**TASK**
Turn each line of the material below into one string in a JSON list, leaving out blank lines.

== DATA SUPPLIED

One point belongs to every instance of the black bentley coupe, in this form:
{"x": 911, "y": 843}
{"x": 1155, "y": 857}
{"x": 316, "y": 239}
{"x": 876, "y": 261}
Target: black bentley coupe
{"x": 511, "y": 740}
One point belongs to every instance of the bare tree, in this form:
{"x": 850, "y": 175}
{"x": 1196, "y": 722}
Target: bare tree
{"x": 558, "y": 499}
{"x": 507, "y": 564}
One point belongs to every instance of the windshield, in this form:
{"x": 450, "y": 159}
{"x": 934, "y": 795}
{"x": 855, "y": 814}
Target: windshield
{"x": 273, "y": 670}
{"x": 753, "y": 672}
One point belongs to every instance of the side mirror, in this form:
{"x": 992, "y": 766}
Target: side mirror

====

**FINISHED TASK**
[
  "One point belongs to every instance of the black bentley coupe, in this form:",
  "{\"x\": 911, \"y\": 843}",
  "{\"x\": 1155, \"y\": 857}",
  "{\"x\": 316, \"y\": 239}",
  "{\"x\": 876, \"y\": 261}",
  "Target: black bentley coupe",
  "{\"x\": 511, \"y\": 740}",
  "One point belongs to every instance of the bare tree, in this form:",
  "{\"x\": 850, \"y\": 175}",
  "{\"x\": 1196, \"y\": 722}",
  "Target: bare tree",
  "{\"x\": 558, \"y\": 499}",
  "{\"x\": 507, \"y\": 564}",
  "One point belongs to every instance of the windshield, in this form:",
  "{\"x\": 450, \"y\": 159}",
  "{\"x\": 934, \"y\": 795}",
  "{\"x\": 855, \"y\": 814}",
  "Target: windshield",
  "{\"x\": 273, \"y\": 670}",
  "{\"x\": 753, \"y\": 672}",
  "One point belongs to every instance of the side mirror, in this form:",
  "{\"x\": 992, \"y\": 766}",
  "Target: side mirror"
]